** Work to be completed **
Reproduce, with no alteration, the span of lines that begins at the line containing "Query: steel tower structure" and ends at the last line of the records, both ends included, and nothing else.

** Record excerpts **
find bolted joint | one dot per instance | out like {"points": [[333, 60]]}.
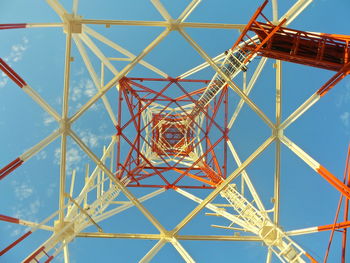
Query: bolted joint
{"points": [[72, 24], [277, 132], [173, 25], [64, 125]]}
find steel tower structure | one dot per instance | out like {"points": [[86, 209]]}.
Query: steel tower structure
{"points": [[173, 134]]}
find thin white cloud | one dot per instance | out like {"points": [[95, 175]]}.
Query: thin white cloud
{"points": [[83, 87], [73, 158], [27, 212], [22, 190], [17, 51]]}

** Answer area **
Query: steel tower structure
{"points": [[173, 134]]}
find thin white cloud | one dot per instance | out like {"points": [[95, 175]]}.
Query: thin white cloud
{"points": [[83, 87], [73, 158], [27, 212], [22, 190], [17, 51]]}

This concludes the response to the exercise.